── SOURCE RECORDS

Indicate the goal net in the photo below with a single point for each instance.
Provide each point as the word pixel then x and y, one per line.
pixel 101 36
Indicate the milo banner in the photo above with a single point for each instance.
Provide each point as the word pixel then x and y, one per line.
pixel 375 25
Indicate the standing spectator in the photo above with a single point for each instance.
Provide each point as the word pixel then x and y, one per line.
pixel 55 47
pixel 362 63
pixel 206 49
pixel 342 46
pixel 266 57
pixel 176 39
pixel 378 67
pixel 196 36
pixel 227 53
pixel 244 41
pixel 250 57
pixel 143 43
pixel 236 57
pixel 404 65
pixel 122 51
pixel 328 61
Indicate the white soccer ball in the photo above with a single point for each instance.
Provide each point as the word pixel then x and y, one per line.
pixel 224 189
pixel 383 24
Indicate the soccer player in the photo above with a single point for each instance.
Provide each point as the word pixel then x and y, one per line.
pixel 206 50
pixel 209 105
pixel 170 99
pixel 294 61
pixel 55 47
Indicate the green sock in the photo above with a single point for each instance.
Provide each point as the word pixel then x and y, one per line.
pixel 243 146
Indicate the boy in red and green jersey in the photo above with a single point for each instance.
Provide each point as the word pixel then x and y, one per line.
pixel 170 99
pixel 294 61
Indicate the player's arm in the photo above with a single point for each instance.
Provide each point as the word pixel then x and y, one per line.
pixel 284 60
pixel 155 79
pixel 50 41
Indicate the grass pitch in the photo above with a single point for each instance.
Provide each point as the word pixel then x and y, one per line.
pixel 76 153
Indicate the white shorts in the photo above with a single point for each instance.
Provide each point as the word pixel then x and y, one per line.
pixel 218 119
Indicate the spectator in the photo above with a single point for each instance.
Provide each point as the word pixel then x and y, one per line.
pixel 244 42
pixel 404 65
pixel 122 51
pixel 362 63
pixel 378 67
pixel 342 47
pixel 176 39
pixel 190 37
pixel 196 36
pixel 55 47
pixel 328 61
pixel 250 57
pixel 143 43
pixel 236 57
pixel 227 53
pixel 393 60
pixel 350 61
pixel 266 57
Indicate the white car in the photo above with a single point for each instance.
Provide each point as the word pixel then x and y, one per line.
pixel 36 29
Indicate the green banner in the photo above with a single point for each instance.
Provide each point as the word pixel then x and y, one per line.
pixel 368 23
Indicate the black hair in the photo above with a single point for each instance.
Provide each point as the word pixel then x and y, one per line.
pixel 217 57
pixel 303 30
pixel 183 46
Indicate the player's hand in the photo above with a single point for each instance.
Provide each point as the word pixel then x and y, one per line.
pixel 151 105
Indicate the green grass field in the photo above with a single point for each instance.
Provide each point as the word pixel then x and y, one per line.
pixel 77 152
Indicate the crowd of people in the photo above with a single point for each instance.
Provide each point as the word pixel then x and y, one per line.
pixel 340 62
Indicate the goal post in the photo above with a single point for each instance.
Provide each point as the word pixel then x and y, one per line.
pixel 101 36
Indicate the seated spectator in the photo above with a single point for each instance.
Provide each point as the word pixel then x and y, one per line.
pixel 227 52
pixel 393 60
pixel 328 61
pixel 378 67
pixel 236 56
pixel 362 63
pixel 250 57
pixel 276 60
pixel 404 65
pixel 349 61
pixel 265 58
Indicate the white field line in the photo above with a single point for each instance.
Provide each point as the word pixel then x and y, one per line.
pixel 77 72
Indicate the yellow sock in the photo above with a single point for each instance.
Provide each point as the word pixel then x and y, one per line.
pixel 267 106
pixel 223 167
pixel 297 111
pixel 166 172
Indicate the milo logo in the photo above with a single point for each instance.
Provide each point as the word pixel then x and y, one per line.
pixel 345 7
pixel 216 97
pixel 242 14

────

» **EXERCISE PROMPT**: Reproduce the entire listing above, swapping each "Indicate" for "Mark" and leaving everything else unchanged.

» **RESULT OF THE EXERCISE**:
Mark the goal net in the photo below with a single point for each instance.
Provide each point as the word pixel then x and y, one per line.
pixel 101 36
Mark the milo banner in the photo above with a single point for each instance.
Provide each point as the word pixel then x and y, one per line.
pixel 375 25
Mark the standing spectator in the photo above with a single point for each instance.
Provide each point as the word pixel then x and y, one per line.
pixel 55 47
pixel 362 63
pixel 206 49
pixel 342 46
pixel 266 57
pixel 176 39
pixel 378 67
pixel 196 36
pixel 227 53
pixel 244 41
pixel 250 57
pixel 143 43
pixel 236 57
pixel 404 65
pixel 122 51
pixel 328 61
Mark the white soccer ball in the photo above with a single point for each instance.
Provide each point as the word pixel then x and y, one per line.
pixel 224 189
pixel 383 24
Mark the soccer player in the photo above with a single point for each instance.
Provide each point as the word pixel then x and y, one per line.
pixel 206 50
pixel 209 105
pixel 170 99
pixel 294 61
pixel 55 47
Mark the green sock in the photo above with a single point for each instance.
Provide each point as the word pixel then x and y, one per line.
pixel 243 146
Mark the boy in red and green jersey in the photo above with a single point for each instance.
Provide each point as the word pixel then x and y, one per line.
pixel 170 99
pixel 294 61
Mark the player's arm in the photo above with a single point for each instance.
Provide each point as the word pixel then x and y, one per line.
pixel 284 60
pixel 155 79
pixel 50 41
Mark the grass pitch in the photo above with a single point for each instance.
Provide each point as the word pixel then x and y, one per line.
pixel 76 153
Mark the white shorts in the photo above with a single point for each instance.
Provide each point as the word pixel then x and y, one per line.
pixel 218 119
Mark the spectator in the photo above with a single point for each instance.
Provide each point as the word pixel then x and y, one per line.
pixel 244 42
pixel 404 65
pixel 122 51
pixel 362 63
pixel 378 67
pixel 342 47
pixel 176 39
pixel 190 37
pixel 196 36
pixel 55 47
pixel 328 61
pixel 250 57
pixel 143 43
pixel 236 57
pixel 227 53
pixel 393 60
pixel 350 61
pixel 266 57
Mark the white car in the photo above with a single point for each instance.
Provide each point as the word pixel then x and y, one per line.
pixel 36 29
Mark the green banner in the photo above with a single point for each instance.
Provide each point as the word pixel then x and y, one per line.
pixel 368 23
Mark the black hair in the photo above with a single point for each instance.
Provide each point as the word pixel then x and y, one per line.
pixel 217 57
pixel 303 30
pixel 183 46
Mark the player's hand in the photo above with a single point for each instance.
Provide each point as the word pixel then x and y, one per line.
pixel 151 105
Mark the green grass field in the photo above with a single point for each instance.
Provide each point as the word pixel then x and y, one per line.
pixel 77 152
Mark the crowd of people in the photo above with a single point for each instance.
Provide each point as the word pixel then x and y, one per line.
pixel 340 62
Mark the goal post in the photo above with a single point for each instance.
Provide each point as the word pixel then x and y, one per line.
pixel 101 36
Mark the seated spectator in the photo above with a single point for each instance.
Provide each point as the word pixel then x and y, one per line.
pixel 227 52
pixel 393 60
pixel 328 61
pixel 378 67
pixel 236 56
pixel 362 63
pixel 250 57
pixel 276 60
pixel 404 65
pixel 349 61
pixel 265 58
Mark the white field line in the photo above with a single point for each instance.
Provide each point as the word pixel then x and y, one per line.
pixel 77 72
Mark the yellow sock in the photo above with a single point for each instance.
Provide each point as the word pixel then x and y, one per line.
pixel 267 106
pixel 223 167
pixel 297 111
pixel 166 172
Mark the milo logo in the photo above with a single point for each instance.
Provide each point as the word pixel then x and y, one per line.
pixel 345 7
pixel 216 97
pixel 242 14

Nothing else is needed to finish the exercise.